-- WORK INSTRUCTIONS --
Carry on the text about HTTP caching below, picking up immediately after its final sentence.

-- TEXT BLOCK --
# # #
Other Proxy Functions

HTTP supports the use of caches directly integrated with the end client (e.g., a browser), closely associated with a particular server (server accelerator), or integrated with a proxy server. Many proxy systems serve other functions, such as security protection (i.e., as a firewall), censorship, and transcoding [10] (a non-end-to-end form of content simplification). These functions are not intrinsically related to caching, and are outside the scope of this article.

Proxy systems set up as server accelerators operate on very different reference streams than do other HTTP caches; therefore, server accelerators are also outside the scope of this article.

Methods for Evaluating HTTP Caching Mechanisms

Because caching exploits locality in a reference stream, we can evaluate the potential performance of various caching designs by obtaining a reference stream, and then either analyzing the stream or simulating the performance of a caching design on this stream.

The input reference stream can be either a real stream, captured by tracing the references of actual users, or a stream generated by a model of user activity. Several workload generators have been devised either for use in benchmarking proxy caches [11] or for more general uses [12].
# # #
-- LISTED ENTRIES --
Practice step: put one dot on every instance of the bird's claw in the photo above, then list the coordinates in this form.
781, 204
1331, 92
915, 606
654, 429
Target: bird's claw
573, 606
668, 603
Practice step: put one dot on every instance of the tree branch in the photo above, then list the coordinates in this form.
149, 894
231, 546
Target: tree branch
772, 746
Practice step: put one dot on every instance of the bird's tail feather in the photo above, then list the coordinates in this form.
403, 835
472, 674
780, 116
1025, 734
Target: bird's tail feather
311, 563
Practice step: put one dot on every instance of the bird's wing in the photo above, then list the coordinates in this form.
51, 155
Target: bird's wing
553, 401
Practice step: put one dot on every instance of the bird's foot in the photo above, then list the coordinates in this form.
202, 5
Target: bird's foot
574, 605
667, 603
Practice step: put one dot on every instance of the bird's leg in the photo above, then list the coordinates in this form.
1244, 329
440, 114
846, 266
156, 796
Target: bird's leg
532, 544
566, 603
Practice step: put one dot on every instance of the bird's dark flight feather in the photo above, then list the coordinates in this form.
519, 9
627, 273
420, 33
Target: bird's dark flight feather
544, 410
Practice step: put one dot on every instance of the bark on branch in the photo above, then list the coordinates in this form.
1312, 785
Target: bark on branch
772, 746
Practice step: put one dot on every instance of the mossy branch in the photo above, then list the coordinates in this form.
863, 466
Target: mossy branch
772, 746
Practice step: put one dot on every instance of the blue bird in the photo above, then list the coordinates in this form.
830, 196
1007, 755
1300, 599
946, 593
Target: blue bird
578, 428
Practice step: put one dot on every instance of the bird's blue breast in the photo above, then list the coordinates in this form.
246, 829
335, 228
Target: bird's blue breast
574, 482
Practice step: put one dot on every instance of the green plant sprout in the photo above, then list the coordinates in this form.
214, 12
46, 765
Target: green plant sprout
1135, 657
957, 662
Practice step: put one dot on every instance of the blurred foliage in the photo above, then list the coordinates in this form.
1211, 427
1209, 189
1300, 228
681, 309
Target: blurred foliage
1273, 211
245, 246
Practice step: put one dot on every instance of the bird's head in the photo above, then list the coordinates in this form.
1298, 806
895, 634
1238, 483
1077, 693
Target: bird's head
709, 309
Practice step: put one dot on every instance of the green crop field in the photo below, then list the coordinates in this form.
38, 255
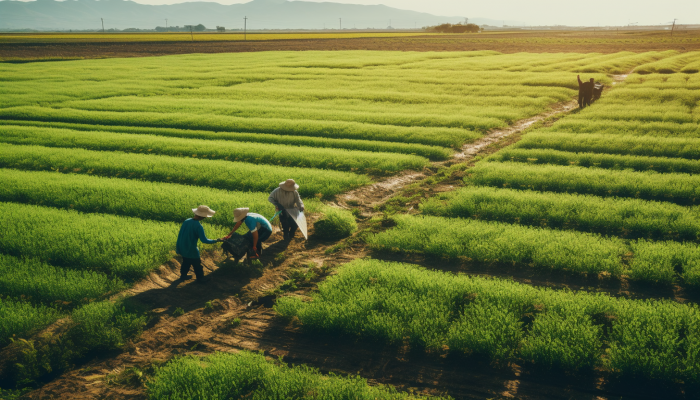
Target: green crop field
130, 145
101, 160
627, 193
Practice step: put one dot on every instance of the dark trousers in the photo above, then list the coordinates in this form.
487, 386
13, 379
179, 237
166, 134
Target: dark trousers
195, 263
289, 225
263, 235
584, 100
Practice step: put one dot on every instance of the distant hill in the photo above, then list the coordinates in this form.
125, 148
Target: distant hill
262, 14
# # #
-- OUTPUT OF THE EXERCISE --
Trace-based studies require more effort to capture and store the trace logs, but they avoid the simplifying assumptions made when parameterizing a workload generator (and, in any case, the parameters for a realistic workload generator must be based on some set of traces.) While a few studies have been able to capture the reference stream generated by instrumented browsers [13], almost all interesting traces have been captured by either logging at proxies, or capturing network packets and then reassembling the TCP streams.

Inaccuracies are possible even when using traces to drive simulations or performance measurements, because this still requires certain simplifying assumptions. In particular, a cache may alter the response time seen by users, who in turn might alter their behavior. One can test the modified system under a live load, but because of unpredictable variations in usage patterns, this might mean giving up the repeatability provided by traces or load generators. Consequently, it may be hard to discern whether a change in the system under test leads to a significant performance improvement.

One can bypass the repeatability problem when comparing two or more implementations by running them simultaneously, and randomly splitting the incoming reference stream among the systems under test. In principle, this should eliminate most of the variation in load, so any difference in performance can be attributed to the implementation differences. In practice, it might be difficult to achieve truly random load splitting, and also to split the load without affecting locality properties.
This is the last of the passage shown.